— Begin Provided records —

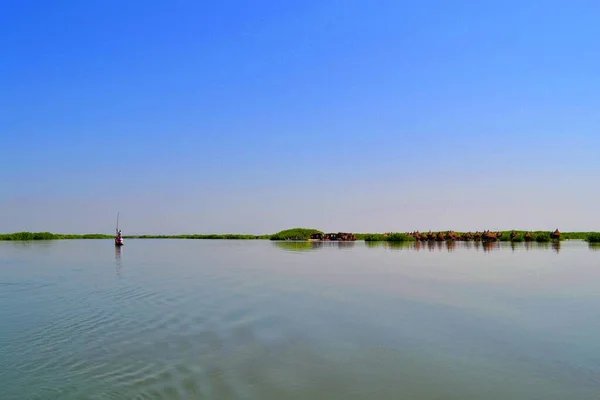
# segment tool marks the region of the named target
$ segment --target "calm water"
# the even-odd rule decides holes
[[[0,243],[0,397],[598,399],[600,251]]]

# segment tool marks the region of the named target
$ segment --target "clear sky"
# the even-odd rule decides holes
[[[600,230],[598,1],[8,0],[0,232]]]

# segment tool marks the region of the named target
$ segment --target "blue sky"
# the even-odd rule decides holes
[[[485,4],[483,4],[485,3]],[[600,230],[593,1],[9,1],[0,231]]]

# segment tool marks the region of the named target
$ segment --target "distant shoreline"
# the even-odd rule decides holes
[[[180,234],[180,235],[124,235],[125,239],[196,239],[196,240],[310,240],[310,236],[315,232],[321,232],[316,229],[293,228],[274,234],[248,235],[248,234]],[[440,231],[442,233],[447,231]],[[456,234],[465,232],[454,231]],[[501,235],[499,241],[511,240],[511,232],[516,232],[522,237],[526,232],[533,235],[547,236],[552,231],[525,231],[508,230],[498,231]],[[437,234],[438,232],[433,232]],[[364,241],[412,241],[413,237],[405,233],[355,233],[356,240]],[[14,232],[0,234],[0,241],[35,241],[35,240],[74,240],[74,239],[114,239],[114,235],[105,235],[100,233],[88,234],[58,234],[51,232]],[[560,240],[585,240],[591,243],[600,242],[600,232],[561,232]],[[534,239],[535,240],[535,239]],[[521,240],[516,240],[521,241]]]

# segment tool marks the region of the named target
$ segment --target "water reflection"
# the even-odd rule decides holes
[[[285,251],[313,251],[324,248],[338,248],[338,249],[351,249],[356,245],[356,242],[337,242],[337,241],[326,241],[326,242],[304,242],[304,241],[273,241],[273,246],[278,247]]]
[[[560,253],[561,242],[462,242],[462,241],[427,241],[427,242],[365,242],[368,248],[383,248],[389,250],[414,250],[414,251],[447,251],[452,253],[457,249],[467,249],[488,253],[495,250],[530,251],[550,250]],[[590,246],[591,248],[591,246]],[[594,250],[600,250],[600,247]]]
[[[123,261],[121,260],[121,246],[115,246],[115,266],[117,269],[117,275],[121,277],[121,270],[123,268]]]
[[[590,250],[592,251],[600,251],[600,243],[588,243]]]

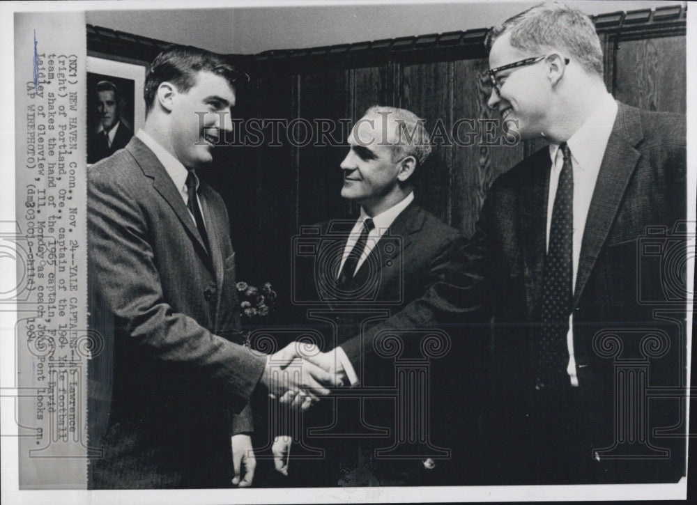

— End Provided records —

* [Task to complete]
Copy the rows word for word from their first line through the line containing "[[[600,230],[598,1],[8,0],[0,232]]]", keeping both ends. Leave the pictures out.

* [Correct response]
# segment tool marks the region of the named target
$ segment --target "calm water"
# the even-odd rule decides holes
[[[0,243],[0,397],[598,399],[600,251]]]

# segment tool marks the region of the named target
$ segment --target "clear sky"
# the even-odd rule decides holes
[[[600,230],[598,1],[8,0],[0,232]]]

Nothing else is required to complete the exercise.